Source passage section start

A former South Bay sports reporter is fighting back after his employer filed for a restraining order—a move he says could shatter his chances for a normal life.
A hearing could decide whether Paul Gackle—a former hockey reporter at the Mercury News—will be forced to stay away from the newspaper and its employees, setting off an extraordinary legal fight between a journalist and the newspaper. On Tuesday, Commissioner Erik Johnson continued the hearing to Dec. 13.
The newspaper’s executives say Gackle poses a threat after he allegedly threatened another reporter at a public event and criticized the paper on Twitter. Gackle says the move is retaliation after the newspaper fired him when he became a crime victim and began blowing the whistle on the District Attorney‘s handling of his case.
Gackle, who covered the San Jose Sharks for two years, was stabbed 14 times in 2017 by an assailant, Sydney Whalen, during a robbery in his apartment. Gackle says he was fired in 2019 as he struggled to recover from post traumatic stress disorder.
Gackle has since struggled to secure victim’s compensation—going without a paycheck for a year and a half—and has blamed the District Attorney’s Office for mishandling his case, including failing to notify him of the assailant’s identity for nearly a year.

Source passage section end
Dataset content section start

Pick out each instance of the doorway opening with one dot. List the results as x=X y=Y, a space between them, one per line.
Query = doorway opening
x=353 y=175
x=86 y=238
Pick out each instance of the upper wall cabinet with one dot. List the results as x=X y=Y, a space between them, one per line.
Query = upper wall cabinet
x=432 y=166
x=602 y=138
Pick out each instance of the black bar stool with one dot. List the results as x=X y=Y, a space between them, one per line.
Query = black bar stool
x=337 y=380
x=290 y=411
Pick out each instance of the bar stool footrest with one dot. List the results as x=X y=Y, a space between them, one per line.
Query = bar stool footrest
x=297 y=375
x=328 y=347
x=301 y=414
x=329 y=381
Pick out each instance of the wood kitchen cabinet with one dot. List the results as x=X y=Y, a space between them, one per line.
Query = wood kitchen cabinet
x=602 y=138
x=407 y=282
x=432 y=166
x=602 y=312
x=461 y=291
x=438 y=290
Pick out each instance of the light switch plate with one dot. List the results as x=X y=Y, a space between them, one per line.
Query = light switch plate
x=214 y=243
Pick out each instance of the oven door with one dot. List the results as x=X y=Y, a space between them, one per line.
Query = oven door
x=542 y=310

Dataset content section end
Dataset content section start

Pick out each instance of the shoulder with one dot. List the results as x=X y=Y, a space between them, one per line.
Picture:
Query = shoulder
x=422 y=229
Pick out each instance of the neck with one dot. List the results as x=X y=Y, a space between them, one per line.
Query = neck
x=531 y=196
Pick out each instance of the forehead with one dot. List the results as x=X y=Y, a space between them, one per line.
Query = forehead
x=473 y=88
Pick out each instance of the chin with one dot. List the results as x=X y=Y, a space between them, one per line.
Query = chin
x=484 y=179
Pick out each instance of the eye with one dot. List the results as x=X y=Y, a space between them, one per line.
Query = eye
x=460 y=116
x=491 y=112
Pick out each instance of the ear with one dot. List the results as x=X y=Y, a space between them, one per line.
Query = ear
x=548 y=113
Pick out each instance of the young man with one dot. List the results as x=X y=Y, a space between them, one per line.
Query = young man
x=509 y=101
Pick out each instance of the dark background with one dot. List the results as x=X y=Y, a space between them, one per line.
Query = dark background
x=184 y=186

Dataset content section end

Brief 1 - Reproduce the article about Paul Gackle word for word, from "A former South" to "to Dec. 13.".
Brief 2 - List every person the article about Paul Gackle names by full name.

Task answer 1 -
A former South Bay sports reporter is fighting back after his employer filed for a restraining order—a move he says could shatter his chances for a normal life.
A hearing could decide whether Paul Gackle—a former hockey reporter at the Mercury News—will be forced to stay away from the newspaper and its employees, setting off an extraordinary legal fight between a journalist and the newspaper. On Tuesday, Commissioner Erik Johnson continued the hearing to Dec. 13.

Task answer 2 -
Paul Gackle
Erik Johnson
Sydney Whalen